#### [WHAT THE TASK REQUIRES]
Word for word, reproduce each of the entries.
>>>>>
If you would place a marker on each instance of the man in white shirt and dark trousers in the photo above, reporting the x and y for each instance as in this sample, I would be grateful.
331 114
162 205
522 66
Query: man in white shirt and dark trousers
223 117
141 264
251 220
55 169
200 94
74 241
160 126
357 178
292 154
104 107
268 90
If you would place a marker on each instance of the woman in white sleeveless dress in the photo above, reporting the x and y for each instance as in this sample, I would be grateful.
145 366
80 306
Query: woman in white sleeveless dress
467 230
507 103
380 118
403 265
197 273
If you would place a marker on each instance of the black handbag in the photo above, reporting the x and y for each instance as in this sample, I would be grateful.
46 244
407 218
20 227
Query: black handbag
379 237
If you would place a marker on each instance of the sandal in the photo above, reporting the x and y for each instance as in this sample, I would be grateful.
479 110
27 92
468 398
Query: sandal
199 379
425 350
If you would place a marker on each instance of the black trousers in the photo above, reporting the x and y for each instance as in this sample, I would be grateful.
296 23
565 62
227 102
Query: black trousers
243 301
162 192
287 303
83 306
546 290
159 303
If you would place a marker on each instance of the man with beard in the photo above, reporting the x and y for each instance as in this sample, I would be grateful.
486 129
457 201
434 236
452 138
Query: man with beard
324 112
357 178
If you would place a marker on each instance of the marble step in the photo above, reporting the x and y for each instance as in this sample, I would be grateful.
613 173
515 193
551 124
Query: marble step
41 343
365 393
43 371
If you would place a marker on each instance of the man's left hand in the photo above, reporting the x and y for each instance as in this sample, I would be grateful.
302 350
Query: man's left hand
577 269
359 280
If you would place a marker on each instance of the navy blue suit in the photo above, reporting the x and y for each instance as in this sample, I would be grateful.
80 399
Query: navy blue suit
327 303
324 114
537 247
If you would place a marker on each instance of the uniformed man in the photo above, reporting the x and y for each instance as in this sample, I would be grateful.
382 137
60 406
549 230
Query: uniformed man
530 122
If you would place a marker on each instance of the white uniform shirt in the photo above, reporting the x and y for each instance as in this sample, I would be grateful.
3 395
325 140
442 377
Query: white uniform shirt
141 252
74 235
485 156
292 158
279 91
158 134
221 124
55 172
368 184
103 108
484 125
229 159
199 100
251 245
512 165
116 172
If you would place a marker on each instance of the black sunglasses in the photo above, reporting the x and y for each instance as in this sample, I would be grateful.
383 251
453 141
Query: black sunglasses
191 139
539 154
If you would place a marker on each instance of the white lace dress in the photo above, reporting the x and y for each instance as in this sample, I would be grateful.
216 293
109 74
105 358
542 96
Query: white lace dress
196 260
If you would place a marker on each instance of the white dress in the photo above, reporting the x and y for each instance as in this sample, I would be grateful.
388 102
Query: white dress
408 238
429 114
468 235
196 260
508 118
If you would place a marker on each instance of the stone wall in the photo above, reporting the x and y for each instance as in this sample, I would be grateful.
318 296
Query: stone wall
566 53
<<<<<
#### [ANSWER TO THIS PROBLEM]
If you would place a marker on each instance of the man in white shirt and dark trousers in the photo above, reporting the x and y for each instance as in this sample, I would be grateful.
331 114
162 205
522 66
Query: man in white shirt and dark trousers
223 117
141 264
251 220
55 169
200 94
74 241
160 126
357 178
292 154
104 107
268 90
If you would place a marker on each instance of the woman in white sleeveless dress in the photo above, reporting the x and y for each instance as in this sample, I would be grateful.
145 366
80 306
Query: woman in white sleeveless dress
467 230
507 103
380 118
403 265
197 273
If you would place a marker on each instance of the black handbag in the photo above, reporting the x and y for each instance as in this sample, I would be grateful.
46 244
407 218
20 227
Query: black handbag
379 237
If you would place a marker on each instance of the sandal in the photo above, reporting the x and y for each instance as in this sample, I would be grateful.
479 110
27 92
468 398
Query: sandal
199 379
425 350
If you would place a marker on each instance of the black trousers in the photo above, reporting the x and y for each instance as in this sample, I would be grateful.
296 23
565 62
227 102
Query: black trousers
243 301
162 192
287 303
83 306
546 290
159 303
If you would place a marker on each instance of the man with beard in the photo above, reporting the x and y for each instance as in this sample, I would be grateful.
486 129
457 201
434 236
452 138
Query: man with beard
324 112
357 178
If you would place a marker on each instance of the marble step in the photo above, reporting the x and y for each instance as in this sample, I would be grateful.
613 173
515 193
551 124
Query: marble step
41 343
365 393
43 371
If you would place a marker on each instance of the man's left hand in the photo above, reporting the x and y for each instance as in this sample, I would be grateful.
302 350
Query: man's left hand
577 269
359 280
If you would place a marker on each instance of the navy blue suit in the photo above, reporting the x and y for each instance as in this sample, I would be grateful.
80 399
Query: navy blue suit
327 303
324 114
537 247
If you would place a marker on each instance of the uniformed man in the photo above, reporting the x and y for each instance as in this sample, I would be grateful.
382 137
60 406
549 230
Query: uniformed man
530 122
If you would place a marker on each instance of the white uniform shirt in the photo above, reporting the x and y for each instance as in this sample, I would be grateful.
3 395
325 140
442 377
Query: white uniform shirt
141 252
74 235
485 156
292 158
279 91
158 134
221 124
55 172
368 184
103 108
484 125
229 159
199 100
251 245
512 165
116 172
If you would place a marker on each instance of the black sunglasses in the photo above, reporting the x and y for each instance as in this sample, I would be grateful.
383 251
453 141
Query: black sunglasses
191 139
539 154
If you would place a marker on each instance of the white lace dress in the photo above, reporting the x and y for each instance as in this sample, I would be grateful.
216 293
109 74
105 358
542 96
Query: white lace dress
196 260
If you would place a marker on each instance of the white dress in the photo above, reporting the x and y for each instance as in this sample, I would be grateful.
388 102
Query: white dress
408 238
429 114
468 235
196 260
508 118
If you would place a marker on each instance of the stone wall in the photo above, reporting the x and y for each instance as in this sample, I would be grateful.
318 296
Query: stone wall
566 53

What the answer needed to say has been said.